THE INPUT below:

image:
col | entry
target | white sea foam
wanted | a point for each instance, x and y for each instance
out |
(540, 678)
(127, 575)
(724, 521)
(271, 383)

End of THE INPUT.

> _ABOUT THIS TASK_
A word-for-word transcription of the material is required.

> _OUTPUT FOR THIS TASK_
image:
col | entry
target | white sea foam
wanted | a point for each instance, x and y for each instance
out |
(540, 678)
(127, 575)
(724, 521)
(271, 383)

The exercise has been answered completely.